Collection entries
::::
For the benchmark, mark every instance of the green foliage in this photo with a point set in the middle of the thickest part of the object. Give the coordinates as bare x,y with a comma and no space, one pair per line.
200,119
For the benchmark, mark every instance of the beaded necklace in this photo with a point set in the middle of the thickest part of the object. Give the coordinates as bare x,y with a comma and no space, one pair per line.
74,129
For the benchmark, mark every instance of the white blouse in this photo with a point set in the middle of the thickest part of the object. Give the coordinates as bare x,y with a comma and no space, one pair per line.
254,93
::::
● **Stated problem**
Rewrite every one of these lines with "thickest part" swapped for "widest part", and keep the rest unchanged.

● **Solution to this problem**
For the benchmark, mark every instance of the green foliage in this photo with a point set in the middle of the widest part of the object. Give the coordinates as bare x,y with a comma and no space, one pair per line.
200,119
For the benchmark, mark every instance of the beaded necklace in this photo with a point set in the middle of the widest part of the object. Give the coordinates as bare x,y with a comma and no space, one pair per line.
74,129
For the benchmark, mark every instance of the white blouse in this photo with a point set in the middle of the widest part of the object. Give the coordinates as bare x,y with a comma and no space, one pair per line.
254,93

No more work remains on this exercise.